PROBLEM DESCRIPTION – Identify every line in the records that contains the string "lamp", and copy each such line in full.

Lines of data
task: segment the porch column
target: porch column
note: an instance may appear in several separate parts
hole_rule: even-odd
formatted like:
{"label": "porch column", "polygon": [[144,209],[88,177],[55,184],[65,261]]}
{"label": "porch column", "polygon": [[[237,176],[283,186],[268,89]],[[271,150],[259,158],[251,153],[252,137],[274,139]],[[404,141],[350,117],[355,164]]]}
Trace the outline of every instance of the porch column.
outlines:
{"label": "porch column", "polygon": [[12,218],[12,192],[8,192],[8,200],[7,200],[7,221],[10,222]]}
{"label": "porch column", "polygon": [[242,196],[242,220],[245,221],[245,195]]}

* * *

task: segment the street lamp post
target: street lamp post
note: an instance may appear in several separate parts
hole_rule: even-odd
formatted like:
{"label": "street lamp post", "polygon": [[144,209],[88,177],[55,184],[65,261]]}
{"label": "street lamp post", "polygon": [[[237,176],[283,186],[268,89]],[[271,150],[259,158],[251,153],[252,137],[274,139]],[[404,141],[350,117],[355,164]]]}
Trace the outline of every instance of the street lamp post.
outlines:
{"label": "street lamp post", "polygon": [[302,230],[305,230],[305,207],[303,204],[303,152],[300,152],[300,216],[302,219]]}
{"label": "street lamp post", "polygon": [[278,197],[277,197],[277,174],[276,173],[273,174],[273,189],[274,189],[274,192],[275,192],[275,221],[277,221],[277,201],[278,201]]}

--

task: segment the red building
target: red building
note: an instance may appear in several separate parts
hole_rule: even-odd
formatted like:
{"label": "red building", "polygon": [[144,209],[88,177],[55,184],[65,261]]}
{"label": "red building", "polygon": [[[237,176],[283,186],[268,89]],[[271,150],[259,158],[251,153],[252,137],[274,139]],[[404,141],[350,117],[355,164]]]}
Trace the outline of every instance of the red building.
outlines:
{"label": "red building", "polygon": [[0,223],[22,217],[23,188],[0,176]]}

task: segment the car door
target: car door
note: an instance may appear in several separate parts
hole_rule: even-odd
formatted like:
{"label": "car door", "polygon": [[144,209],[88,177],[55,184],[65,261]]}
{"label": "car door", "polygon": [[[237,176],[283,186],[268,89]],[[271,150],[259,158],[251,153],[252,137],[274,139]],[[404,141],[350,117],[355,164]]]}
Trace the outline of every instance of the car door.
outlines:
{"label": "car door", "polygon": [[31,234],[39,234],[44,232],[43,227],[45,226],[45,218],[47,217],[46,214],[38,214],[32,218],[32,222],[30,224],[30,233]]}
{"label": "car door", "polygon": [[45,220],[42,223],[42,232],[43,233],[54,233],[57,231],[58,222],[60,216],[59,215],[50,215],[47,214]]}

SOLUTION TO THE PROBLEM –
task: segment the street lamp post
target: street lamp post
{"label": "street lamp post", "polygon": [[144,209],[88,177],[55,184],[65,261]]}
{"label": "street lamp post", "polygon": [[[237,176],[283,186],[268,89]],[[271,150],[259,158],[251,153],[252,137],[274,139]],[[404,141],[350,117],[355,164]]]}
Trace the outline of every instance of the street lamp post.
{"label": "street lamp post", "polygon": [[302,230],[305,230],[305,207],[303,204],[303,152],[300,152],[300,216],[302,219]]}
{"label": "street lamp post", "polygon": [[278,197],[277,197],[277,174],[276,173],[273,174],[273,189],[274,189],[274,192],[275,192],[275,221],[277,221],[277,201],[278,201]]}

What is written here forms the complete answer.